Llanten de Brujo Plantain

Regular price $3.50 Sale

Plantago spp.

Origin: San Lorenzo, Puerto Rico

Improvement status: Landrace

Seeds per packet: ~35

Germination tested 12/2020: 20% (below standard)

Life cycle: Perennial

EFN INTRODUCTION. NEW. In 2017, EFN co-founder Nate Kleinman received a single plantain plant from a self-described brujo selling medicinal plants at an outdoor market in the hills outside San Lorenzo, Puerto Rico. Brujo, in this case, is probably best translated as "medicine man," but it carries connotations of "witch doctor" or "sorcerer" as well. The town is located in the mountainous eastern part of the island near El Yunque National Forest and the city of Caguas. The man only had one potted plantain, so it immediately piqued Nate's interest. He was told it was a very potent strain of llanten (Spanish for plantain), and it certainly looked different from the common weedy plantain that grows most everywhere in Nate's native Philadelphia (and many other places around the world — indeed, the common European species became known to indigenous people in North America as "white man's footprint"). This plant had slightly fleshier leaves, a paler color, and a slight waxy bloom on the surface of the leaves (like the waxy bloom found on grapeskins).

Before flying home, Nate carefully cleaned off all of the soil from the roots of the plantain, along with many other plants — as is required to transport live plants from Puerto Rico to the continental US — and brought it back to New Jersey. Once back in soil, the plant thrived and made a profusion of seeds. In 2020 we grew quite a few plants, and the seed we're selling comes from those plants. Because plantain is wind-pollinated, it's likely there has been some crossing with the weedy plantains that grow in South Jersey, but we know the original genetics are still in there. We're unsure why it has such a low germination rate, but we decided to sell it anyway because it is so unique. To preserve its character, save seeds only from the plants with the palest, fleshiest leaves, and any waxy bloom.

Plantain is most widely known as an almost-always-at-hand remedy for insect-bites, rashes, and minor wounds, but it has a long history of use for a wide range of ailments, including cough, bleeding, infections, and fever. It is said to be astringent, diuretic, laxative, and anti-inflammatory. It's also edible and rich in vitamins and minerals (particularly calcium). One hundred grams of plantain contain as much beta carotene as a large carrot. Plantain fibers can be used to make rough cordage as well (it is often discussed as a useful source of fiber for making rudimentary ropes in survival situations).

We believe this is likely a strain of Plantago major, or it has at least been hybridized with that species, but there are over 200 species in the Plantago genus, so we are unwilling to say for certain what the species name is for this variety.

GROWING TIPS: Surface sow and keep moist. Seedlings start very small (the seeds are also very small), before quickly reaching full size. We recommend growing in containers unless plants can be kept away from vegetable eating animal pests. When we tried to grow this in the field in 2019, every single plant was eaten by rabbits.

**MATERIAL SHOWN:**
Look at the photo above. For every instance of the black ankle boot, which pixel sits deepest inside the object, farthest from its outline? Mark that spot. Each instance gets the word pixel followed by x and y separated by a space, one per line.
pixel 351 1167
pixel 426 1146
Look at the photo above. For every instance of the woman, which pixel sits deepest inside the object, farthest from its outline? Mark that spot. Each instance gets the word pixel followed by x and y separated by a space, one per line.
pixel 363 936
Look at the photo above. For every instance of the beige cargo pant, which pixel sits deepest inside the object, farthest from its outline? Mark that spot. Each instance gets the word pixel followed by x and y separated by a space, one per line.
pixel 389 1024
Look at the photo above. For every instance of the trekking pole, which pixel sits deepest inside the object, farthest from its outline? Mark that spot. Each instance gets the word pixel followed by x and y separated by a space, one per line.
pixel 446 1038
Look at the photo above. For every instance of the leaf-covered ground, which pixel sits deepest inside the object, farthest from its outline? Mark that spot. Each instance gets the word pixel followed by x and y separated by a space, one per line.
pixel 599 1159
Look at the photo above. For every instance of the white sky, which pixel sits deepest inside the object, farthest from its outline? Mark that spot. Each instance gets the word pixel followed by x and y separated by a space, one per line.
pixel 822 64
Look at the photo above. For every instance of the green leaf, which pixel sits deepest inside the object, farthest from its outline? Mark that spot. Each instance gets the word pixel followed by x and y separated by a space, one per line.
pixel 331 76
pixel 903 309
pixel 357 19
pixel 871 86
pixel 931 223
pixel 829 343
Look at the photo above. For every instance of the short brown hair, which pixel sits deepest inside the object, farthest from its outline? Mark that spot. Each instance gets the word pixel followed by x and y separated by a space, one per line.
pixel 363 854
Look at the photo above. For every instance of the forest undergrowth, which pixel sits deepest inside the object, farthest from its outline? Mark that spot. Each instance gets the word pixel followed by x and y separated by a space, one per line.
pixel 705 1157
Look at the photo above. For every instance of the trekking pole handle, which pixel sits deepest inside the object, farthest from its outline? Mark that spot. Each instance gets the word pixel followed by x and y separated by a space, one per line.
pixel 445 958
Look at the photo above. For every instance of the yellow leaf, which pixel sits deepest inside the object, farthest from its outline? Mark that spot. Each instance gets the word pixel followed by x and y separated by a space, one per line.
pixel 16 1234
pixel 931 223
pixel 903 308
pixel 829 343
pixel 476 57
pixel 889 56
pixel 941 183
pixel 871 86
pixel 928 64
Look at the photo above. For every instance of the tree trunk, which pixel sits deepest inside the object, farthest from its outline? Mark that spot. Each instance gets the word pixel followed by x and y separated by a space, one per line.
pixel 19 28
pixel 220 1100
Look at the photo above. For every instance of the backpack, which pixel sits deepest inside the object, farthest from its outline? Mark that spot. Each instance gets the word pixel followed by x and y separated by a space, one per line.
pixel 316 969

**WHAT TO DO:**
(a) List the medicinal properties that the plantain seed listing says plantain is said to have.
(b) Answer these questions from the plantain seed listing:
(i) Where did Nate Kleinman get the single plant in 2017?
(ii) What germination rate did the December 2020 test show?
(iii) What happened when the plant was grown in the field in 2019?
(c) According to the plantain seed listing, why won't the sellers say for certain which species this variety is?

**PER-TASK OUTPUTS:**
(a) Astringent, diuretic, laxative, anti-inflammatory

(b)
(i) From a self-described brujo selling medicinal plants at an outdoor market in the hills outside San Lorenzo, Puerto Rico
(ii) 20%, which is below standard
(iii) Rabbits ate every single plant.

(c) They believe it is likely a strain of Plantago major, or at least hybridized with it. However, the Plantago genus has over 200 species, so they are unwilling to name the species with certainty.